PROBLEM DESCRIPTION | Every single entry below should be reproduced verbatim.

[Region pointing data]

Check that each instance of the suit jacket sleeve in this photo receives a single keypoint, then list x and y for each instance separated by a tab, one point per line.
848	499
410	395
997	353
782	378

RESULT OF THE TASK |
Check that each instance of the suit jacket sleeve in this photo receives a single keypoint, then list x and y for each instance separated by a tab, one point per line.
848	499
410	395
997	353
782	378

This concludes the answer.